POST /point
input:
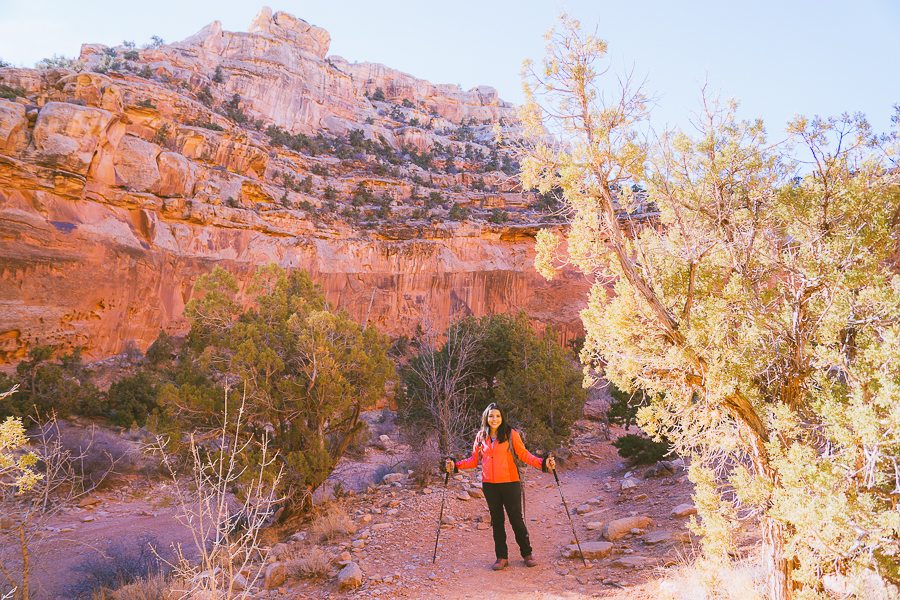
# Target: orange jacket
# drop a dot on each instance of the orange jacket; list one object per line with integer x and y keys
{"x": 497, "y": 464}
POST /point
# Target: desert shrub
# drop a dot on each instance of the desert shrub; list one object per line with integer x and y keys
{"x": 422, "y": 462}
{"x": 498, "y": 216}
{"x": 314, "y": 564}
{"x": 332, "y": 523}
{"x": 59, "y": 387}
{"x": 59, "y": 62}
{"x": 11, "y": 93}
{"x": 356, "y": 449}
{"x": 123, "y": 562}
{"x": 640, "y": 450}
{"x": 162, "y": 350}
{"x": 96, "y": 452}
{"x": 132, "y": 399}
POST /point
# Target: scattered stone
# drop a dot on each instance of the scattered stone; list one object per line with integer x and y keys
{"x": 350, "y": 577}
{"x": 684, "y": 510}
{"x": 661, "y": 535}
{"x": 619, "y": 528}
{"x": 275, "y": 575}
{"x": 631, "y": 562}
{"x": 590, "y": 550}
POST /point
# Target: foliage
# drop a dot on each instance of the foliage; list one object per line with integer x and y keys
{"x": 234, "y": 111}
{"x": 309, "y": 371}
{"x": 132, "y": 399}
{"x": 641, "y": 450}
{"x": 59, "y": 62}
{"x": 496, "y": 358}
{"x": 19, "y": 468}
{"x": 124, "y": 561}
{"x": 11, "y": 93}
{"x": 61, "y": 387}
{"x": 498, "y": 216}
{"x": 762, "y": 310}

———

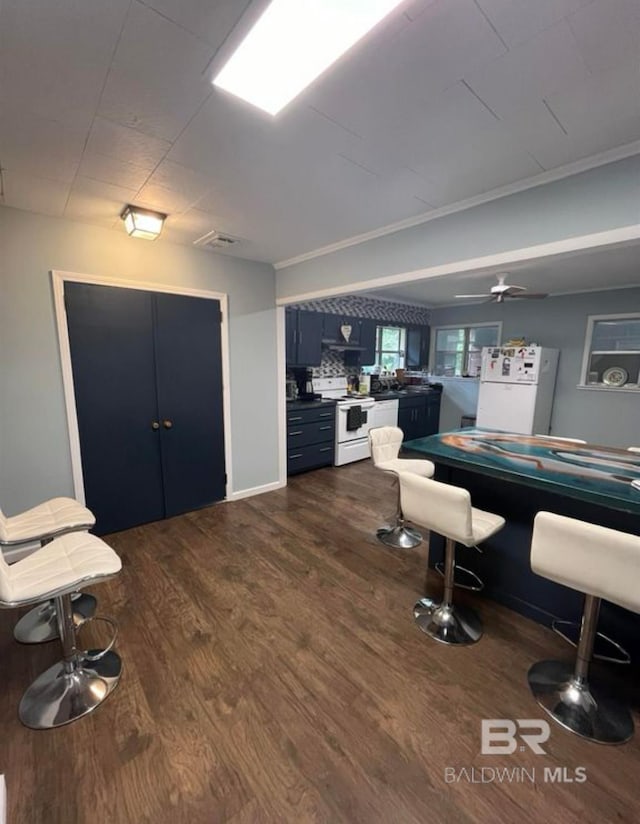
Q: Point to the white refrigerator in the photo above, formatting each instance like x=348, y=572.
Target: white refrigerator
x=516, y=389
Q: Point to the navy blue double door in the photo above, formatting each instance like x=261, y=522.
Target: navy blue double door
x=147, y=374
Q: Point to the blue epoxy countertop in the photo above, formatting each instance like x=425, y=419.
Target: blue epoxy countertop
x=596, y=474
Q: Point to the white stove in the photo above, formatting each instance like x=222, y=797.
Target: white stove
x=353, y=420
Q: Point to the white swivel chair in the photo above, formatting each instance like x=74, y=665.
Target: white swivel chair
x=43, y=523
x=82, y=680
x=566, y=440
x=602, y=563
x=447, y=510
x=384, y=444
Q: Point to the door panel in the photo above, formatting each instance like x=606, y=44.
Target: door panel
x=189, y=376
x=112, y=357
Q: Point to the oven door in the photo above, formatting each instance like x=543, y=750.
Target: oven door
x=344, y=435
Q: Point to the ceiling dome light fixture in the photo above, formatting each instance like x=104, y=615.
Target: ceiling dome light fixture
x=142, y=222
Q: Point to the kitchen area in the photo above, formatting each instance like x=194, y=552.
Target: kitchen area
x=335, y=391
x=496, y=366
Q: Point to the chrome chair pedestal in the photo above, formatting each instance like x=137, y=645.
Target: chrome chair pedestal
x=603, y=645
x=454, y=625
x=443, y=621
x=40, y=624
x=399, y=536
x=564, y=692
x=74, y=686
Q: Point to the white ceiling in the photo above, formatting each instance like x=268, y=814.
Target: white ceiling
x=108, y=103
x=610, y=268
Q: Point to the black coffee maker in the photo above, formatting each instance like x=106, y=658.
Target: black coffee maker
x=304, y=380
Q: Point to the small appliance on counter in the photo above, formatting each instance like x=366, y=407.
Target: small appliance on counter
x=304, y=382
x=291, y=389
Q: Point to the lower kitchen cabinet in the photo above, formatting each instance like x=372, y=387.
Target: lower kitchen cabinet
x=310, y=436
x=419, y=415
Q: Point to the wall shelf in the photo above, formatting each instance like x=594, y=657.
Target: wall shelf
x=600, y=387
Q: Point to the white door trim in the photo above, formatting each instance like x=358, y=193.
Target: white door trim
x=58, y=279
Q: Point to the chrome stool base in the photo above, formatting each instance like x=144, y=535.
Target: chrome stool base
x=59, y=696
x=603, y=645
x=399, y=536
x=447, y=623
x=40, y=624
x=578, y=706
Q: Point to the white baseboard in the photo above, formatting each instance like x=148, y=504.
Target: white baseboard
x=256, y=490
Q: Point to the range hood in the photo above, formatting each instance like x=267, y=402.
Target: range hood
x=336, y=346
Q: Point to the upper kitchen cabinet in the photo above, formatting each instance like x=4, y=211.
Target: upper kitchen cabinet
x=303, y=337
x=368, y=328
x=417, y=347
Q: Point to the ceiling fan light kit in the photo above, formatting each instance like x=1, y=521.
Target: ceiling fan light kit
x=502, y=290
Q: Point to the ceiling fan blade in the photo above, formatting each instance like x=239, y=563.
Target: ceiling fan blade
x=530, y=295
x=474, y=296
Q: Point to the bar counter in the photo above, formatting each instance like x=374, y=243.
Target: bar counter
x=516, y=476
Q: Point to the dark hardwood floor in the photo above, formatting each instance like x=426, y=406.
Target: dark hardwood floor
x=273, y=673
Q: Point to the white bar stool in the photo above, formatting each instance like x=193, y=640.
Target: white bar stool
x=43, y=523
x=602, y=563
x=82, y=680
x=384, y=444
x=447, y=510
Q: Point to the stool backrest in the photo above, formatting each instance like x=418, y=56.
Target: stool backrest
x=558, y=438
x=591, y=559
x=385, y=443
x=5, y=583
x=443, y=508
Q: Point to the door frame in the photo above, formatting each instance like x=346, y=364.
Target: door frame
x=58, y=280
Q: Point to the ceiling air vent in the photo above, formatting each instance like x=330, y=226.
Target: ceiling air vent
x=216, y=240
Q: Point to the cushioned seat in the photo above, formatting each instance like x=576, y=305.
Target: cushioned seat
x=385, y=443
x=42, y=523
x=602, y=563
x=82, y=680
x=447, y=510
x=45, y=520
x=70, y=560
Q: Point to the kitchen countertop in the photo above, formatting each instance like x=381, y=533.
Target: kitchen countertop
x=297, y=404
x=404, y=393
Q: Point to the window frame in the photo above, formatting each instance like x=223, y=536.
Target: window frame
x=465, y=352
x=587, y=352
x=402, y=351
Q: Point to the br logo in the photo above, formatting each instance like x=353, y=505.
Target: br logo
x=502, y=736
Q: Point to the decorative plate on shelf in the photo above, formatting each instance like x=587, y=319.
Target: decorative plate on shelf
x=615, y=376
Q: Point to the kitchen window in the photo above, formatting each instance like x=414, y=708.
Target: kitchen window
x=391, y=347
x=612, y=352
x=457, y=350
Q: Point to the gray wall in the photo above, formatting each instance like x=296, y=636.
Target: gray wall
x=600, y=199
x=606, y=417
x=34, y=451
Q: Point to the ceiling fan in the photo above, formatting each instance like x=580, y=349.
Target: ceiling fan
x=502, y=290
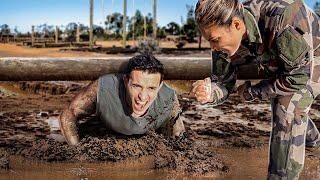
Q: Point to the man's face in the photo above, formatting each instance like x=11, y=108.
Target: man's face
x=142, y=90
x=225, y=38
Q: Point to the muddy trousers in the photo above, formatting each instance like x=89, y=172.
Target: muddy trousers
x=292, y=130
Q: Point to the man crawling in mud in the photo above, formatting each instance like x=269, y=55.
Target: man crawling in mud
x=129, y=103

———

(WHAT IS NEEDED) Taking the entries above, print exactly the lines starting at the line with "Target: br logo" and ending at the line with "Q: Point to the kitchen window", both included.

(SOLUTION BELOW)
Target: br logo
x=502, y=736
Q: Point to the decorative plate on shelf in the photo above, formatting each instance like x=587, y=319.
Target: decorative plate on shelf
x=615, y=376
Q: Point to the kitchen window in the photo above, formatting each instance like x=414, y=708.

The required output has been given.